(DOCUMENT SEGMENT):
[Start of Attachment]

Thursday, August 29, 2013

Science cannot figure out if God exists or not--true, but does it matter?

"Science cannot figure out if God exists or not."

This is literally true but misses how the progression of our understanding of the natural world has gradually occupied space once occupied by supernatural explanations.

What's left is ethics. Religious people dislike atheists so much in part due to the fear that without a deity's carrot (heaven) and stick (hell), humans wouldn't behave, and chaos would ensue.

Or that, at best, we'd wind up with the tribal morality summarized by the Arab saying "Me against my brother. Me and my brother against my neighbor. Me, and my neighbor against the stranger."

This arena--the biology of good and evil--has been my particular interest for many decades. There's actually a fascinating book about it that I hope Jackie reads someday: The Moral Animal: Why We Are, the Way We Are: The New Science of Evolutionary Psychology.

Sociobiologists aren't saying they've found the Ten Commandments coded in our DNA. Just that we're designed to care for others--at least others who are related to us, others in our gene pool (perceived as our tribe). The great contribution of Christianity was in expanding the notion of "our tribe" to all peoples everywhere.

To put it another way, morality has an amoral basis--the gene pool's need to grow and prosper--with moral results: marriage, good citizenship, the Golden Rule, rule of laws, not men--and the willingness to defend all that, even with deadly force (if all peaceful alternatives have failed).

[End of Attachment]

(REQUIREMENT 1):
List the moral results that the post on science and God names in its last sentence.
(REQUIREMENT 2):
Repeat everything from "What's left is" down to "chaos would ensue." in the post on science and God, word for word.
(REQUIREMENT 3):
Carry on the post on science and God, starting right after its final sentence.

(Image point grounding data):
[Start of Attachment]

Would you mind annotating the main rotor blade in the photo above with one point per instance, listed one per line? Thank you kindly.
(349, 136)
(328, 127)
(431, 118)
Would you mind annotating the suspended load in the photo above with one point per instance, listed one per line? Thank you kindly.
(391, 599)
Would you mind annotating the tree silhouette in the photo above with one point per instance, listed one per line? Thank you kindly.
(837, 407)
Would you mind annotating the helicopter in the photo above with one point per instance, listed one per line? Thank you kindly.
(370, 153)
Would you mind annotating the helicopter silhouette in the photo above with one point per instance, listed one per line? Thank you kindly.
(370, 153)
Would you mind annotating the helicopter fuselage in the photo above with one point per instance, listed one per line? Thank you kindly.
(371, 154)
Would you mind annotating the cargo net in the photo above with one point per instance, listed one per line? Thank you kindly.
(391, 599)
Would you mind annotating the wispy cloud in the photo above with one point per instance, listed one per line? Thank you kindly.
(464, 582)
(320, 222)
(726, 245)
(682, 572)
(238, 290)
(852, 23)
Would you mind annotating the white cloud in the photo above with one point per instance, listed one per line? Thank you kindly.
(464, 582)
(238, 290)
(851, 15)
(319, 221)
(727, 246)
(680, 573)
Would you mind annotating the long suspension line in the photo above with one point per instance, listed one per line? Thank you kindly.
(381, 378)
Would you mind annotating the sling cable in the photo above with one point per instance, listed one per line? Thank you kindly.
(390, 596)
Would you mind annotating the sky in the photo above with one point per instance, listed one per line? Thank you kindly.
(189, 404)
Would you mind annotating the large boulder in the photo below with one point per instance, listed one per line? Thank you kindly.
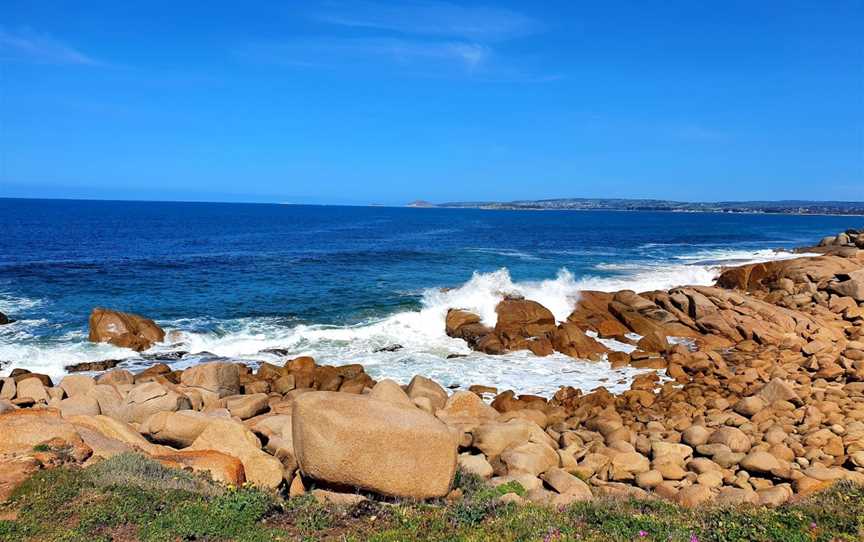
(852, 286)
(147, 399)
(108, 437)
(217, 377)
(235, 439)
(178, 429)
(519, 318)
(123, 329)
(569, 339)
(221, 467)
(355, 441)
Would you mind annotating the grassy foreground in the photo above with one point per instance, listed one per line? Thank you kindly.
(131, 498)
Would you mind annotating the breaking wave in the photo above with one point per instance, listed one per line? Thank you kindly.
(397, 346)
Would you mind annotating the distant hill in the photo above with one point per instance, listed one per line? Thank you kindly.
(611, 204)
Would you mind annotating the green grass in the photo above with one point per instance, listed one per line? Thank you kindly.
(132, 498)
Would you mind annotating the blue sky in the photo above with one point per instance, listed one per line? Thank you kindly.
(387, 102)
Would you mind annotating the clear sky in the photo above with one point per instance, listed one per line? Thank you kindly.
(391, 101)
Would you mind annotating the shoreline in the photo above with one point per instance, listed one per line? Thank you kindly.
(753, 395)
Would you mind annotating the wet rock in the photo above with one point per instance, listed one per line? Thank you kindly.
(125, 330)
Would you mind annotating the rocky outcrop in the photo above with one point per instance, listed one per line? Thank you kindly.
(762, 399)
(125, 330)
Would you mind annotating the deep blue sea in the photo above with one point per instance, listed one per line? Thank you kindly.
(341, 283)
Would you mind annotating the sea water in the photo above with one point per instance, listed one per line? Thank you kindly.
(367, 285)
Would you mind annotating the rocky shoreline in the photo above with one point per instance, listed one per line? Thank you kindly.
(757, 396)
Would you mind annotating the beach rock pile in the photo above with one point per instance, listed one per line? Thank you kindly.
(849, 238)
(757, 397)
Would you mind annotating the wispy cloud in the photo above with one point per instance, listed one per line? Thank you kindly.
(433, 18)
(28, 46)
(342, 52)
(427, 38)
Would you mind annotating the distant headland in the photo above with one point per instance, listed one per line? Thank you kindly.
(613, 204)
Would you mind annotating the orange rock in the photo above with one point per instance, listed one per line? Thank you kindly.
(125, 330)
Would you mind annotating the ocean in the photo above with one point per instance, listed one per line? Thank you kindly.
(367, 285)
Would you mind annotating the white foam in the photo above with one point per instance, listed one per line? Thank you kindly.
(425, 346)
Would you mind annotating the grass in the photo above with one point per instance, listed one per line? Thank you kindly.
(131, 498)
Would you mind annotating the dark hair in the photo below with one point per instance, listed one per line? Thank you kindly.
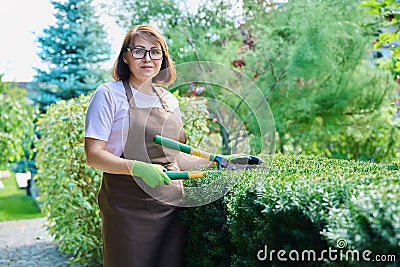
(167, 74)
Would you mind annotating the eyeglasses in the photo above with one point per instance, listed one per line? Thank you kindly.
(140, 53)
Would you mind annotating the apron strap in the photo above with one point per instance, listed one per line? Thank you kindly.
(131, 101)
(129, 94)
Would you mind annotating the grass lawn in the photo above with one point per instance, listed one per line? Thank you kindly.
(15, 204)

[End of Attachment]

(RESPONSE BOX 1):
- marriage
- good citizenship
- the Golden Rule
- rule of laws, not men
- the willingness to defend all that, even with deadly force (if all peaceful alternatives have failed)

(RESPONSE BOX 2):
What's left is ethics. Religious people dislike atheists so much in part due to the fear that without a deity's carrot (heaven) and stick (hell), humans wouldn't behave, and chaos would ensue.

(RESPONSE BOX 3):
Religion articulates, shapes, and reifies natural impulses. Science can tell you where those impulses come from. It can't deal with the "supernatural" but it can tell you where the notion that there is a "supernatural" came from.

I have no desire to replace religion with nothing. I want humanity to live by moral codes. But across the rich world in particular, the moral codes of religions are gradually being supplanted by secular moral codes. This has already happened in much of Western Europe, and is expanding in America, though still by a small minority.

The advantage of moral codes based on nature is that nature is the firmest foundation. The disadvantage is that it's harder to explain to the average person. I can say that, living in a very secular neck of the woods--Silicon Valley--I don't see the nonreligious people I know stealing from orphans and cheating on their mates any more than do the religious people I know (and I know many of these as well, via my spouse).

The nonreligious people I know don't picket churches with placards saying "Don't Believe!" They just go about their business, never thinking about religion one way or another. It's simply irrelevant to them.